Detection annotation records
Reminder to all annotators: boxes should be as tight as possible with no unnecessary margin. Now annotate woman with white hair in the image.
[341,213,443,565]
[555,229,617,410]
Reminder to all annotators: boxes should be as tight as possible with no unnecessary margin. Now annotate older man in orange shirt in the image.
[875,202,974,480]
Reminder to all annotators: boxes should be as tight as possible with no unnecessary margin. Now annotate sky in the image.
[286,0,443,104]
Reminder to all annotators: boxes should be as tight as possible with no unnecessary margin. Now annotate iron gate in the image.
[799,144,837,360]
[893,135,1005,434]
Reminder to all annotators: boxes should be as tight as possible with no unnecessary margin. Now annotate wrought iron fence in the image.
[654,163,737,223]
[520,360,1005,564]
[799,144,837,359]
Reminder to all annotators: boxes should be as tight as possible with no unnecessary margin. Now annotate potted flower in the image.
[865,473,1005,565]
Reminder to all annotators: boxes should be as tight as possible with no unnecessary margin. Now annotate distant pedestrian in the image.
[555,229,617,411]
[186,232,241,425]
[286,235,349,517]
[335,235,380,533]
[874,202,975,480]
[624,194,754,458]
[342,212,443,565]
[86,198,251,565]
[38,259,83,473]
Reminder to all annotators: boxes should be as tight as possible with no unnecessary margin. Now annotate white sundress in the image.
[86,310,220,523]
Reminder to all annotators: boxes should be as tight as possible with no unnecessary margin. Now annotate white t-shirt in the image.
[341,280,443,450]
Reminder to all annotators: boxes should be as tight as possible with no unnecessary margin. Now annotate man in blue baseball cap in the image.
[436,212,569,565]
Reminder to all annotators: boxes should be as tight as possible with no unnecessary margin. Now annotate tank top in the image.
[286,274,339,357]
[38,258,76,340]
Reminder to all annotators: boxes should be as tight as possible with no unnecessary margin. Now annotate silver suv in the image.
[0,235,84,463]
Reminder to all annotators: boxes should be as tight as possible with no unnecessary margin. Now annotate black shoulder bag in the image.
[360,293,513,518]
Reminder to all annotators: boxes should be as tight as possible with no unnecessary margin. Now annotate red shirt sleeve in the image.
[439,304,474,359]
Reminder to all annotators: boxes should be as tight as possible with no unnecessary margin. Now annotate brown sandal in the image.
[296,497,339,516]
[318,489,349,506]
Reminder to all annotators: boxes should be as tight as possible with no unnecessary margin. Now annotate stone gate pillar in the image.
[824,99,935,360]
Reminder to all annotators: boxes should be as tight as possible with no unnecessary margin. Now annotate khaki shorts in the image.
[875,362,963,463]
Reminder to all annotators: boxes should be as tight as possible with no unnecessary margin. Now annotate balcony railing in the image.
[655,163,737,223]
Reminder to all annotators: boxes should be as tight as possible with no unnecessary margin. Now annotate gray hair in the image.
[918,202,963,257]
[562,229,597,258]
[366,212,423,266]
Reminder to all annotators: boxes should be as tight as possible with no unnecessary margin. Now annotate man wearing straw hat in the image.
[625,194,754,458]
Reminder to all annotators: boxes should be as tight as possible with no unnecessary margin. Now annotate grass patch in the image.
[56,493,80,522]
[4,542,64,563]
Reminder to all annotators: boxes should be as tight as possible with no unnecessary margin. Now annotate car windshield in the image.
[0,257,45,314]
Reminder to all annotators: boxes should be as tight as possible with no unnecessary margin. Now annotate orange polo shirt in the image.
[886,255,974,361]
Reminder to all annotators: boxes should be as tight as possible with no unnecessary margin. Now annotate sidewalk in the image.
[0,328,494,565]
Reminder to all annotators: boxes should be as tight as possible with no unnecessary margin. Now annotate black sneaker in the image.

* Short exercise
Rewrite the entries above, changing each "annotators" to "labelers" and leaving everything else untouched.

* Task output
Reminder to all labelers: boxes should be as tight as possible with no unnecessary margin. Now annotate woman with white hair in the image.
[341,213,443,565]
[555,229,617,410]
Reminder to all labelers: boxes should be as tight as possible with no unnecessary margin. Now annotate older man in orange shirt in the image.
[875,202,974,480]
Reminder to all labelers: boxes should be as tight as possible with no unnecessary margin. Now annotate sky in the image.
[286,0,443,104]
Reminder to all labelers: boxes should be as tight as possible with no unnecessary margin. Now annotate iron gate in the image.
[799,144,837,360]
[893,135,1005,434]
Reminder to all labelers: boxes should be as tight as possible with no unnecessary margin. Now annotate wrought iron fence in the image.
[654,163,737,223]
[520,360,1005,564]
[799,144,837,359]
Reminder to all labelers: boxes should be as tight as possible with no unnecessary margin. Now annotate potted flower in the image.
[865,473,1005,565]
Reminder to all labelers: boxes should be as tight as possible with no unnecessary margin. Now annotate distant pedestrian in the image.
[555,229,617,411]
[186,232,241,425]
[286,235,349,517]
[335,235,380,533]
[874,202,975,480]
[624,194,754,458]
[342,212,443,565]
[86,198,251,565]
[38,259,83,473]
Reminder to all labelers: boxes should be as tight as possible with no unnecessary margin. Now annotate white sundress in the image.
[86,310,220,523]
Reminder to all labelers: boxes should be as tight as possible with no unnecessary margin. Now annotate white t-shirt in the image.
[341,280,443,450]
Reminder to all labelers: boxes should be as tight as possible with no unnecessary margin. Now annotate man in blue baseball cap in the image.
[436,212,569,565]
Reminder to all labelers: boxes should be as tight as possible with no unnecessary margin. Now annotate tank top in the image.
[286,274,339,357]
[38,258,76,340]
Reminder to all labelers: boxes should be as tight as possible with no unnecessary margin. Now annotate silver suv in the image.
[0,235,84,463]
Reminder to all labelers: boxes should be as tight as possible with no unnecessary margin. Now annotate black shoulder bag in the image.
[360,293,513,518]
Reminder to all labelers: boxes should be as tight as possible with no unnecessary margin. Now annotate red shirt sleeve in the image.
[439,304,474,359]
Reminder to all labelers: boxes should be as tight as possible with no unnecessary margin. Now annotate brown sandal in the image.
[296,497,339,516]
[318,489,349,506]
Reminder to all labelers: boxes should be as tight as possible with no unnecessary margin. Now annotate stone gate pillar in the image.
[824,99,935,360]
Reminder to all labelers: boxes should be as tight as possible with no unnecessary margin. Now annotate khaki shorts in the image.
[875,362,963,463]
Reminder to all labelers: boxes should be as tight as possible with no unnecessary margin. Now annotate balcony railing in the image.
[655,163,737,223]
Reminder to all labelers: boxes should be as tight as possible with no unnecessary margin. Now annotate gray hair in the image.
[918,202,963,257]
[562,229,597,258]
[366,212,423,266]
Reminder to all labelers: boxes should be as tight as possible with no unnecessary margin. Now annotate man wearing straw hat in the image.
[625,194,754,458]
Reminder to all labelers: boxes should be as tight as possible with no unnecessary margin. Now annotate grass patch in the image.
[56,493,80,522]
[4,542,64,563]
Reminder to all labelers: boxes should be as tight as possible with no unnecessary margin. Now annotate car windshield in the image.
[0,257,45,314]
Reminder to all labelers: boxes should be as tight as possible with no unnecessary margin. Now annotate orange polo shirt in the image.
[886,255,974,361]
Reminder to all labelers: boxes should be as tight as possible with no unnecessary margin. Now annotate sidewalk in the image.
[0,328,494,565]
Reminder to all labelers: boxes should be as tight as possible with no unnecessary margin. Now annotate black sneaker in the image.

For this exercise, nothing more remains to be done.